JOB:
Please reproduce every one of the following records line for line, with no changes.

SOURCE RECORDS:
--------------------------------

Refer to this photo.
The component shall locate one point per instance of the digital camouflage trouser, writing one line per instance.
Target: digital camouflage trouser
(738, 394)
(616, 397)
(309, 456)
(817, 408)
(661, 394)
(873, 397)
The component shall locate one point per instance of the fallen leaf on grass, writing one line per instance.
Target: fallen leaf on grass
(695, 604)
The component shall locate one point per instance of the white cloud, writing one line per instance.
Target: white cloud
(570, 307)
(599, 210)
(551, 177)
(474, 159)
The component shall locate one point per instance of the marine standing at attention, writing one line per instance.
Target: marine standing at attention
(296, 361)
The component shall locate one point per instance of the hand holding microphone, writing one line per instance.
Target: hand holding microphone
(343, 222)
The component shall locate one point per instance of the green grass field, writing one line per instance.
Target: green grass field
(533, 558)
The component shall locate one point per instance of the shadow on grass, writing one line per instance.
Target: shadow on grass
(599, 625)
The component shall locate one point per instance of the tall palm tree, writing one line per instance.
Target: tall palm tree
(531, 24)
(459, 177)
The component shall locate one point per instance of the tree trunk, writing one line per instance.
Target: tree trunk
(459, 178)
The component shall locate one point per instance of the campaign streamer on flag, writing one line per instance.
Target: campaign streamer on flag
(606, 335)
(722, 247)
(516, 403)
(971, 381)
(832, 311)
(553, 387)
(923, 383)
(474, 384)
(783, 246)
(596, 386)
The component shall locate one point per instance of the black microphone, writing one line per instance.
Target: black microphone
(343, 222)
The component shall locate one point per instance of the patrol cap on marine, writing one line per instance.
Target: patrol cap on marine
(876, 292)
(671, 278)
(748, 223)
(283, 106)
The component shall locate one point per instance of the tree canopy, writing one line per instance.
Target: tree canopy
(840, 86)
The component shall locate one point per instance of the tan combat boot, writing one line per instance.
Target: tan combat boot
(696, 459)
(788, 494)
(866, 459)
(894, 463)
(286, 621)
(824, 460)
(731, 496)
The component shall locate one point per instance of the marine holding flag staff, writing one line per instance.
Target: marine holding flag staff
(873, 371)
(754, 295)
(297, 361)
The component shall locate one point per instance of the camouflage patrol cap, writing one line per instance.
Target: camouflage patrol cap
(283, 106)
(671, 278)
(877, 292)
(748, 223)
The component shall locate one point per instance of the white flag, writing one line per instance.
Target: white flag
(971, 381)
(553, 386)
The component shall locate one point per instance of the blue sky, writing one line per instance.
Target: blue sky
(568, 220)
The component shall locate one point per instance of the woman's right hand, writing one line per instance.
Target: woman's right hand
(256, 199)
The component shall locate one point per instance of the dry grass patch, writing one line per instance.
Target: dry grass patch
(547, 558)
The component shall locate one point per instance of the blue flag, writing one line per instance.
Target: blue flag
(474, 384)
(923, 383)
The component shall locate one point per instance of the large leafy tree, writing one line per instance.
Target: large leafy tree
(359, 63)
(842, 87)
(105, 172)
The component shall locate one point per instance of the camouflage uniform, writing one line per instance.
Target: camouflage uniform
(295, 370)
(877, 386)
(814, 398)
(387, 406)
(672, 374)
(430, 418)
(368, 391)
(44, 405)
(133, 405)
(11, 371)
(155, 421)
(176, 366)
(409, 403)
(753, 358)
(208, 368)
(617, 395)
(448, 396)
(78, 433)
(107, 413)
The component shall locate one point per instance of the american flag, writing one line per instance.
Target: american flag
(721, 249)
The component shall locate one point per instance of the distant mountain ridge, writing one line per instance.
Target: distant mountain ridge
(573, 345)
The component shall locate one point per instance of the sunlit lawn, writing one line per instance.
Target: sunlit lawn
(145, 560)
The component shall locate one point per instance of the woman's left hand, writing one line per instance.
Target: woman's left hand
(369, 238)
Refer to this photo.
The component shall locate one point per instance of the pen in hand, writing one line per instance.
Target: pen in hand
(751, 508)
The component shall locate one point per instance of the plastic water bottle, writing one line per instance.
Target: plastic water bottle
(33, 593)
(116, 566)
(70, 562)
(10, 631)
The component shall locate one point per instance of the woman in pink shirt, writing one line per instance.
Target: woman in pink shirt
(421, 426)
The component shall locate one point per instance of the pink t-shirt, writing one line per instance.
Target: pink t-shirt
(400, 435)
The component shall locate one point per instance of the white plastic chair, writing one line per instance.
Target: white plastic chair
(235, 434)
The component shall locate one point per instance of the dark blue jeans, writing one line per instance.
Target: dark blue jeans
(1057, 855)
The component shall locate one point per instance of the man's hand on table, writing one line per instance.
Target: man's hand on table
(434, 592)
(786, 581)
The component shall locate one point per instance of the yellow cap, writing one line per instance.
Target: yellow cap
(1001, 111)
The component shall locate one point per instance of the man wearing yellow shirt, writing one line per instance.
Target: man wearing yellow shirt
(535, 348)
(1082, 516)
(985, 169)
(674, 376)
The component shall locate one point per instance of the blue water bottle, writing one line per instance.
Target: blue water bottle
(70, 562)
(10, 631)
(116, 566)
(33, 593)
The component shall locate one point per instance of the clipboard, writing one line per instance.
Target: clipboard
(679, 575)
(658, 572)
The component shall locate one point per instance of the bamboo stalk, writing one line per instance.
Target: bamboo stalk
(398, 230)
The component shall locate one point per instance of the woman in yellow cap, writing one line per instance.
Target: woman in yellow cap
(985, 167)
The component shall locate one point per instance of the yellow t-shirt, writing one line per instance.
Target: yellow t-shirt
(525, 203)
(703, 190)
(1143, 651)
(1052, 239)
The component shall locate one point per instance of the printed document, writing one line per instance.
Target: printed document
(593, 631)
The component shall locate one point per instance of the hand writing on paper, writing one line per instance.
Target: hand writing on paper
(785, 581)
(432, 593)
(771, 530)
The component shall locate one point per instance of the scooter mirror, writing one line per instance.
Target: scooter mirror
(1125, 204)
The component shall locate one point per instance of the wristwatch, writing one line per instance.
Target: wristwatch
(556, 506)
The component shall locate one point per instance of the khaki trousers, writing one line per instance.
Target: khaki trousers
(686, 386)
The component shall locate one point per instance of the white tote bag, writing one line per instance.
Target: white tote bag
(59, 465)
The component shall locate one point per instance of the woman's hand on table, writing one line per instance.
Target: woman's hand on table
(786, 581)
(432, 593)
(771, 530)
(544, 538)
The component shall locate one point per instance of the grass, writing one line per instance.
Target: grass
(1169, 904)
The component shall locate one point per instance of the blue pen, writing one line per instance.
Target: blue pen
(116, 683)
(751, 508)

--------------------------------

RESULT:
Refer to this photo.
The component shall locate one point per instance of the digital camouflage trouser, writing one line per instance.
Target: digital camouflage trouser
(738, 394)
(616, 397)
(309, 456)
(817, 408)
(661, 394)
(873, 397)
The component shall locate one point per instance of the fallen leaf on grass, writing one line per instance.
Target: fallen leaf on grass
(695, 604)
The component shall locate one point per instance of the white cloud, writing one line per instance.
Target: white cloud
(570, 307)
(599, 210)
(551, 177)
(474, 159)
The component shall locate one point per instance of the marine standing at attention, writing one line per instance.
Target: marine standing at attention
(296, 361)
The component shall locate one point per instance of the hand holding microphone, writing one line per instance.
Target: hand holding microphone
(343, 222)
The component shall locate one point per instance of the green grass field, writing one line per instance.
Target: green grass field
(533, 558)
The component shall locate one point per instance of the shadow on grass, writing one line per instance.
Target: shadow on grass
(599, 625)
The component shall locate one point per instance of the tall palm tree, writing one line per instance.
Target: tall palm tree
(531, 24)
(459, 177)
The component shall locate one point per instance of the tree trunk, writing one line per instance.
Target: tree trunk
(459, 178)
The component shall locate one point per instance of the campaign streamer on flag, writing one line per instance.
Target: campaign streamer on flag
(606, 335)
(722, 247)
(516, 403)
(971, 381)
(832, 311)
(553, 387)
(923, 383)
(474, 384)
(783, 246)
(596, 386)
The component shall locate one point per instance of the black microphone, writing one line per instance.
Target: black microphone
(343, 222)
The component shall locate one point per instance of the patrol cap on marine, writing one line per instance.
Target: patrol cap on marine
(876, 292)
(671, 278)
(748, 223)
(283, 106)
The component shall locate one point per instance of the tree canopy, writing one line per instance.
Target: tree canopy
(840, 86)
The component shall locate one point per instance of the tan combat boot, writing one line per instance.
Target: tan combat boot
(696, 459)
(788, 494)
(866, 459)
(894, 463)
(286, 621)
(824, 460)
(731, 496)
The component shall locate one point per instance of the marine holding flag staff, writing one line per instance.
Target: marine holding flag staff
(873, 371)
(754, 295)
(297, 361)
The component shall locate one point per instance of the camouflage patrol cap, writing one line per instance.
Target: camouflage patrol cap
(283, 106)
(671, 278)
(877, 292)
(748, 223)
The component shall locate one point per instance of the white flag, writing one line per instance.
Target: white flag
(971, 381)
(553, 386)
The component shall locate one point per instance of the blue sky, writing one line per instance.
Target: blue sky
(568, 220)
The component shall locate one point per instance of the woman's right hand, writing one line per instance.
Target: woman's right hand
(256, 199)
The component shall locate one point per instance of the dry grass patch, writing one line per instance.
Target: dry grass patch
(547, 558)
The component shall locate one point per instance of the blue flag, writing one line per instance.
Target: blue flag
(474, 384)
(923, 383)
The component shall locate one point per instance of the large leafy tree, writing one line per instance.
Target: large leafy tree
(359, 63)
(842, 87)
(105, 172)
The component shall locate one point per instance of the camouflage uniform, writing one line per instance.
Target: camouflage uniform
(295, 370)
(877, 386)
(814, 398)
(387, 406)
(672, 374)
(430, 418)
(368, 391)
(44, 405)
(133, 405)
(11, 371)
(155, 421)
(176, 366)
(409, 403)
(753, 358)
(208, 368)
(617, 395)
(448, 396)
(78, 433)
(107, 413)
The component shall locate one point per instance of the american flag, writing one line per instance.
Target: american flag
(721, 249)
The component shall locate one point per instance of the distant mountain ridge, writing one line per instance.
Target: distant mountain ridge
(573, 345)
The component shall locate one point per instance of the sunlit lawn, writing one line per instance.
Target: sunlit lawn
(145, 560)
The component shall locate one point per instance of the woman's left hand, writing one line per instance.
Target: woman's left hand
(369, 238)
Refer to this photo.
The component shall locate one point per instance of the pen in hand, writing one line per instance.
Target: pen in hand
(751, 508)
The component shall locate one point per instance of the plastic water bottle, writing one line per instance.
Target: plastic water bottle
(33, 593)
(116, 566)
(70, 562)
(10, 631)
The component shall locate one point per instance of the woman in pink shirt, writing one line per instance.
Target: woman in pink shirt
(421, 426)
The component shall locate one point per instance of the pink t-shirt, writing one line per instance.
Target: pink t-shirt
(400, 435)
The component shall locate one point per instance of the white plastic chair, writing one line per instance.
Target: white plastic chair
(235, 434)
The component shall locate one point per instance of the dark blue jeans, writing one line per instance.
Target: dark blue jeans
(1057, 855)
The component shall locate one point per instance of the man's hand on table, writing one line per instance.
Target: man's hand on table
(434, 592)
(786, 581)
The component shall locate one point per instance of the yellow cap, writing one line per instance.
Target: yellow cap
(1001, 111)
The component shall locate one point per instance of the man wearing yellow shirt, writing one line per instance.
Target: man wearing yellow shirt
(535, 348)
(1082, 516)
(985, 169)
(674, 376)
The component shall locate one point per instance of the blue water bottle, writing one line per instance.
Target: blue water bottle
(70, 562)
(10, 631)
(116, 566)
(33, 593)
The component shall locate one point per instance of the clipboard, writing one line per instance.
Target: clipboard
(679, 575)
(658, 572)
The component shall locate one point per instance of the bamboo stalk, writing one line per instance.
Target: bamboo stalk
(398, 230)
The component shall locate one point per instance of the woman in yellow cap, writing one line per instance.
Target: woman in yellow cap
(985, 167)
The component shall locate one point per instance of the yellow t-shirt, writing one line per instance.
Target: yellow t-shirt
(525, 203)
(703, 190)
(1143, 651)
(1052, 239)
The component shall locate one point per instance of the printed document, writing one line per instance.
Target: printed document
(593, 631)
The component shall locate one point per instance of the hand writing on paper, writing one line per instance.
Target: hand writing on paper
(785, 581)
(432, 593)
(771, 530)
The component shall locate one point per instance of the scooter mirror, writing one line per instance.
Target: scooter mirror
(1125, 204)
The component shall locate one point per instance of the wristwatch, writing one line per instance.
Target: wristwatch
(556, 506)
The component shall locate one point per instance of the khaki trousers, writing one line per instance.
Target: khaki trousers
(686, 386)
The component shall locate one point per instance of the white tote bag, writing one line per instance.
Target: white tote bag
(59, 465)
The component shall locate one point per instance of the woman's hand on table, writing one line per instance.
Target: woman's hand on table
(786, 581)
(432, 593)
(771, 530)
(544, 538)
The component shall locate one point per instance of the grass, writing one line per instance.
Target: grass
(1169, 904)
The component shall locate one point per instance of the blue pen, writing one line per instance.
Target: blue pen
(116, 683)
(751, 508)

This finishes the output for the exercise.